La rente repose sur des formes de propriété
et de position dominante de type monopolistique qui permettent de créer
une rareté et d’imposer des prix plus élevés que ceux justifiés par les
coûts de production, et cela grâce notamment à des arrangements
institutionnels comme le montre, par exemple, aujourd’hui la politique de
renforcement de droits de propriété intellectuels.
En
France, « la rente
foncière engendrée par l'urbanisation et les effets d'agglomération est, de très
loin, la plus importante de toutes les rentes. Elle renchérit de quelques
centaines de milliards chaque année le prix du foncier bâti ou bâtissable. Et
cela sans que les propriétaires du sol aient fait quoi que ce soit pour mériter
cet enrichissement qui tombe du ciel ».
La rente foncière apparaît comme une manne dont
la génération et l’appropriation suscitent la mise en œuvre de stratégies
spécifiques par différents acteurs incluant la classe politique qui joue un
rôle clé.
Quel
est le lien entre la rente et la classe politique ?
..........
Travail demandé:
- 1) Résumez en deux phrases le texte sur la rente.
- 2) Recopiez, s'il vous plaît, le passage du texte sur la rente situé entre « La rente repose » et « de propriété intellectuels. », bornes comprises.

Données fournies:
..........
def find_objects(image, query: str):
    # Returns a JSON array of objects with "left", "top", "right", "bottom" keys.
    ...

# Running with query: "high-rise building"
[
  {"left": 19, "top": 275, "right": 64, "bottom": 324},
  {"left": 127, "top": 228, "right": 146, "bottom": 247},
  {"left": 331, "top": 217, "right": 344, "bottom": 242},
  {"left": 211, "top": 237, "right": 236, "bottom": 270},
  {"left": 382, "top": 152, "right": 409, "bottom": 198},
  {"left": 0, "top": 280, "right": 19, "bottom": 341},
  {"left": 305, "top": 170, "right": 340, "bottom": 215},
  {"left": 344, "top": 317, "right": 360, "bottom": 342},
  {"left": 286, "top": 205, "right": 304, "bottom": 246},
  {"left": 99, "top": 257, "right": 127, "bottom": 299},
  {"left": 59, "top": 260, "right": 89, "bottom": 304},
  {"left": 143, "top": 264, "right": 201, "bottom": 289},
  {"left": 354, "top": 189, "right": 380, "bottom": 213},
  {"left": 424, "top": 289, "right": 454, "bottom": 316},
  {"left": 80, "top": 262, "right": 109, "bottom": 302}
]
..........
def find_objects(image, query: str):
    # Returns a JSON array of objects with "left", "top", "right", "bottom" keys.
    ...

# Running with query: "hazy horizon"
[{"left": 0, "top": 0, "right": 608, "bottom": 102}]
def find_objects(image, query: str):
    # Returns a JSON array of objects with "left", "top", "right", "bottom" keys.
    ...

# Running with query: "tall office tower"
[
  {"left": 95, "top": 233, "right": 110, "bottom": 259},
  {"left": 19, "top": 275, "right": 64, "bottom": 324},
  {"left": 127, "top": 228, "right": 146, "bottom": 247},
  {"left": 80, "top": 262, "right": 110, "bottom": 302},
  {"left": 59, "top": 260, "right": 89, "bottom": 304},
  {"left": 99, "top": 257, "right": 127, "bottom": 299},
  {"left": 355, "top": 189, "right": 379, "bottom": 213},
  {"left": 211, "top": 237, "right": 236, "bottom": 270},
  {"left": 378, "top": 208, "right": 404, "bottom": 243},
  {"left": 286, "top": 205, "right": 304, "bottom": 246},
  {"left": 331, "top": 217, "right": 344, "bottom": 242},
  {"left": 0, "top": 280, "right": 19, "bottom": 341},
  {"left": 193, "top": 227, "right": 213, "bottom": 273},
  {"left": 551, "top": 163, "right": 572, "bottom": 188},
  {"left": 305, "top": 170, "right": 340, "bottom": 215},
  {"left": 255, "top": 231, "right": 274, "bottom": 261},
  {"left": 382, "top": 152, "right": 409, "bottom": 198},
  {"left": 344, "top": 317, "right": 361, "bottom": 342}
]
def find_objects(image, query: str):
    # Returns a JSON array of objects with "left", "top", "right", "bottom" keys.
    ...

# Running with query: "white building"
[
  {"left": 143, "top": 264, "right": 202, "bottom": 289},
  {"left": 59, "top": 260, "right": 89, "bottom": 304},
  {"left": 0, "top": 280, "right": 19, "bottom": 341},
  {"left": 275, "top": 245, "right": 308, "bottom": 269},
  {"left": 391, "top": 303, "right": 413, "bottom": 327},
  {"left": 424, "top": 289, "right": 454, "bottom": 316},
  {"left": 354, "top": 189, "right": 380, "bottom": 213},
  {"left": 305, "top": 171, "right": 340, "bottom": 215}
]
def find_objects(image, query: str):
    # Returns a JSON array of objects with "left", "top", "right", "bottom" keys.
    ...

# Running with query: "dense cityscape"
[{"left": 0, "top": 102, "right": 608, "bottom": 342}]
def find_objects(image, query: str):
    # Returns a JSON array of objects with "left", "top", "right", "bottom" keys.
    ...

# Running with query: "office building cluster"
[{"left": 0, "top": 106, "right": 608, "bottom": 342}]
..........
Réponses rédigées:
- 1) La rente repose sur des formes de propriété et de position dominante de type monopolistique qui permettent de créer une rareté et d'imposer des prix plus élevés que ceux justifiés par les coûts de production, notamment grâce à des arrangements institutionnels. En France, la rente foncière engendrée par l'urbanisation et les effets d'agglomération est de très loin la plus importante, et sa génération comme son appropriation suscitent des stratégies spécifiques de la part de différents acteurs, dont la classe politique, qui joue un rôle clé.

- 2)
La rente repose sur des formes de propriété
et de position dominante de type monopolistique qui permettent de créer
une rareté et d’imposer des prix plus élevés que ceux justifiés par les
coûts de production, et cela grâce notamment à des arrangements
institutionnels comme le montre, par exemple, aujourd’hui la politique de
renforcement de droits de propriété intellectuels.